[Pointing dataset records]
★ ★ ★ ★
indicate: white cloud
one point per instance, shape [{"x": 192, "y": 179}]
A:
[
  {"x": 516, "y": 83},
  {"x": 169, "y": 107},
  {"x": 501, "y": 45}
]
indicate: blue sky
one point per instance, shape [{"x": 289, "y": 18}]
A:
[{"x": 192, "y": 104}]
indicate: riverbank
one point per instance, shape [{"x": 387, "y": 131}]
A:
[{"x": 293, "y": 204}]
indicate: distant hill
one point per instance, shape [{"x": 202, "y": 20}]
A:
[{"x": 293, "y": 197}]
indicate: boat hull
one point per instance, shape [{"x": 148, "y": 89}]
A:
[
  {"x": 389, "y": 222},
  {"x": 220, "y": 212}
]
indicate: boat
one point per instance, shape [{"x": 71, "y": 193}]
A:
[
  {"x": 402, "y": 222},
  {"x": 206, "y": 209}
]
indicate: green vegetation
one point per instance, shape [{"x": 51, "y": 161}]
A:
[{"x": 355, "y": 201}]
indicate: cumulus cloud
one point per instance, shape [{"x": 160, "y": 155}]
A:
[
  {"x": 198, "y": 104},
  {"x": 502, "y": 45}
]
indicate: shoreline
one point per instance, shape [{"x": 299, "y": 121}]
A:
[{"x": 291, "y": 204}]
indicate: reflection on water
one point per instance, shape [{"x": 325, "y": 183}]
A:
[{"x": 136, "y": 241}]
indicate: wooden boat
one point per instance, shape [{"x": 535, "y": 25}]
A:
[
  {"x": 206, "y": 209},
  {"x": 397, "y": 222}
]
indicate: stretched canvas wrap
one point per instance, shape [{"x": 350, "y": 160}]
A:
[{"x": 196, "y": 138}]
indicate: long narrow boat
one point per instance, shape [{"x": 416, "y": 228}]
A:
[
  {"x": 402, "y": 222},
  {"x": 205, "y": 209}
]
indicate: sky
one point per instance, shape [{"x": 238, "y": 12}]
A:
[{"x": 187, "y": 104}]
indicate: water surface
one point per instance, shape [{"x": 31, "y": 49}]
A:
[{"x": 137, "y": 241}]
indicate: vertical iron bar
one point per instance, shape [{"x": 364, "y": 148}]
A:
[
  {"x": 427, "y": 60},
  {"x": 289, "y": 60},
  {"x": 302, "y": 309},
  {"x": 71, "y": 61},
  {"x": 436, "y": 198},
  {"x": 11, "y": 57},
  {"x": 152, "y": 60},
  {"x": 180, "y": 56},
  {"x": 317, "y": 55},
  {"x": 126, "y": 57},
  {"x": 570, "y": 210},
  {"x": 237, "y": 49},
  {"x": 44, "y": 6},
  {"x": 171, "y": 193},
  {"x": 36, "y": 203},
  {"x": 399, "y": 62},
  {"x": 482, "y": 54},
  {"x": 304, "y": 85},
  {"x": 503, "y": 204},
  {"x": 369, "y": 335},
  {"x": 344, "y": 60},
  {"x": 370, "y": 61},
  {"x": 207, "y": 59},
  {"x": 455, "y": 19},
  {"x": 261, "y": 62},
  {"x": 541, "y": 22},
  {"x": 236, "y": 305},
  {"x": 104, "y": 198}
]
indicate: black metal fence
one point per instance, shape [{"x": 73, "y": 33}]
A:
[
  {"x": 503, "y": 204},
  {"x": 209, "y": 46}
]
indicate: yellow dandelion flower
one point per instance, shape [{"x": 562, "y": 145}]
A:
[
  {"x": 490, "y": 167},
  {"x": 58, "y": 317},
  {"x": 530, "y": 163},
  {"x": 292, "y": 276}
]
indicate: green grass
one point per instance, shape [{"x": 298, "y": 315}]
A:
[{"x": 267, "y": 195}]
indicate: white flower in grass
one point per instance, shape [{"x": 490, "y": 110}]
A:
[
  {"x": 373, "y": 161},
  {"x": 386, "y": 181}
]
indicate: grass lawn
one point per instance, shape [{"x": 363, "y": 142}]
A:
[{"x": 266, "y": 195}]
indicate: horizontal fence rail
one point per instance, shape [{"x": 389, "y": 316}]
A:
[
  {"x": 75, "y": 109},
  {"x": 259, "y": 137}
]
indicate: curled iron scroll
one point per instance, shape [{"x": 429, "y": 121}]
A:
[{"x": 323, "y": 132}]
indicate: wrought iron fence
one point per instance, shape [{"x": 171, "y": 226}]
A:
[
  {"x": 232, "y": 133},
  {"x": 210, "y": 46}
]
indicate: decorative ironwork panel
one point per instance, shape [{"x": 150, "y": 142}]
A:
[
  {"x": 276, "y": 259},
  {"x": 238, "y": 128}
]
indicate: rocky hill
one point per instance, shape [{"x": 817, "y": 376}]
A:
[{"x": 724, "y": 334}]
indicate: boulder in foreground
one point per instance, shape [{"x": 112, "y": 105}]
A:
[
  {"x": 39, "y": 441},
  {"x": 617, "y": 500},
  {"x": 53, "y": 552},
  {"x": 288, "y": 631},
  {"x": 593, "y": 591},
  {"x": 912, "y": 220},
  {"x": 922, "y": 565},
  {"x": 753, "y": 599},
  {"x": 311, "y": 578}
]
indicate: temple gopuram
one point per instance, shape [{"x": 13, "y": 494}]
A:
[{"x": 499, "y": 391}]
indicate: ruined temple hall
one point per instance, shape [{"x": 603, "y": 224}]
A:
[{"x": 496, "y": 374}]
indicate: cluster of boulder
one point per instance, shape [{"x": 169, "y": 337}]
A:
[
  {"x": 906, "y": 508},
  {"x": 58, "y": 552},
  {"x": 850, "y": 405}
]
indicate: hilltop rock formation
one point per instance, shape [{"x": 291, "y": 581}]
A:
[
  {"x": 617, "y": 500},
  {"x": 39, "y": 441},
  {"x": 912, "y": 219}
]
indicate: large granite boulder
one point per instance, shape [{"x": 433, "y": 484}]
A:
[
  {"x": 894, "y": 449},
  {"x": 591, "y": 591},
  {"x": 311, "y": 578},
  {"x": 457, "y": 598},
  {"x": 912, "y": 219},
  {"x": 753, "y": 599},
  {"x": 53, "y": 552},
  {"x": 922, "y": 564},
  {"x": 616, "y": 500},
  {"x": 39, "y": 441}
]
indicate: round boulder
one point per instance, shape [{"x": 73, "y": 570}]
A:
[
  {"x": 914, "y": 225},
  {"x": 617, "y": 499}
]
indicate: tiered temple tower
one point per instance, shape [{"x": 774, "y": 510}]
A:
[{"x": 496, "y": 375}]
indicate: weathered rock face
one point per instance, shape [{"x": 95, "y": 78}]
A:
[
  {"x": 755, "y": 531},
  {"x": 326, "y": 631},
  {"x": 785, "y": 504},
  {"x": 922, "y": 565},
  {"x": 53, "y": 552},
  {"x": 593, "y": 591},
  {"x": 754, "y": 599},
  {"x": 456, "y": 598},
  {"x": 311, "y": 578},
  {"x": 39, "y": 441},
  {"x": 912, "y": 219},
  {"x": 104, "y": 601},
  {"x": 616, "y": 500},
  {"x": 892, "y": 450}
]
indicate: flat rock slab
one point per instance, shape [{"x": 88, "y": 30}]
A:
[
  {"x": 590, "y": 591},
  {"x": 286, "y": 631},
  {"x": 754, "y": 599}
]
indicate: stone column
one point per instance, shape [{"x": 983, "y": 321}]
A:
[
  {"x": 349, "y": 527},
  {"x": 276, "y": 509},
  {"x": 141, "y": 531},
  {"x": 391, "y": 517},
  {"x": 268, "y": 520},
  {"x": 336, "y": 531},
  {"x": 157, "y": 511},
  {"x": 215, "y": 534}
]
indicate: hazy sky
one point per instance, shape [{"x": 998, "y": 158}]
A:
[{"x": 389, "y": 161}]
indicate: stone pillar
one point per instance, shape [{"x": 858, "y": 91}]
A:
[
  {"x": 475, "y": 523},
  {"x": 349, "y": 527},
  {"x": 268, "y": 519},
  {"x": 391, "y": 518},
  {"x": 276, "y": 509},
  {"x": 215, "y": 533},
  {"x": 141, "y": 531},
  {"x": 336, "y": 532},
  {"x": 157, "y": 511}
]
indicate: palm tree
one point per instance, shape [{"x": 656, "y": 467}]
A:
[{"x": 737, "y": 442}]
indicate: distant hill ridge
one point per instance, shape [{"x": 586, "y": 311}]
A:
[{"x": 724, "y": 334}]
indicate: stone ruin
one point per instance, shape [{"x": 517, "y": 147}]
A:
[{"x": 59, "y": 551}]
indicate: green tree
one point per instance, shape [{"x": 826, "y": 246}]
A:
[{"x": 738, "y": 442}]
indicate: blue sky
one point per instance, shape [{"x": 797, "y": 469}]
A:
★ ★ ★ ★
**Work to be completed**: Rewrite the lines from the one containing "indicate: green tree" through the end of the records, both ends included, with "blue sky" replaced by "clear sky" and every other line unchanged.

**Reply to the exercise**:
indicate: green tree
one point per instance, shape [{"x": 826, "y": 246}]
A:
[{"x": 738, "y": 442}]
indicate: clear sky
one point per instance, shape [{"x": 797, "y": 469}]
A:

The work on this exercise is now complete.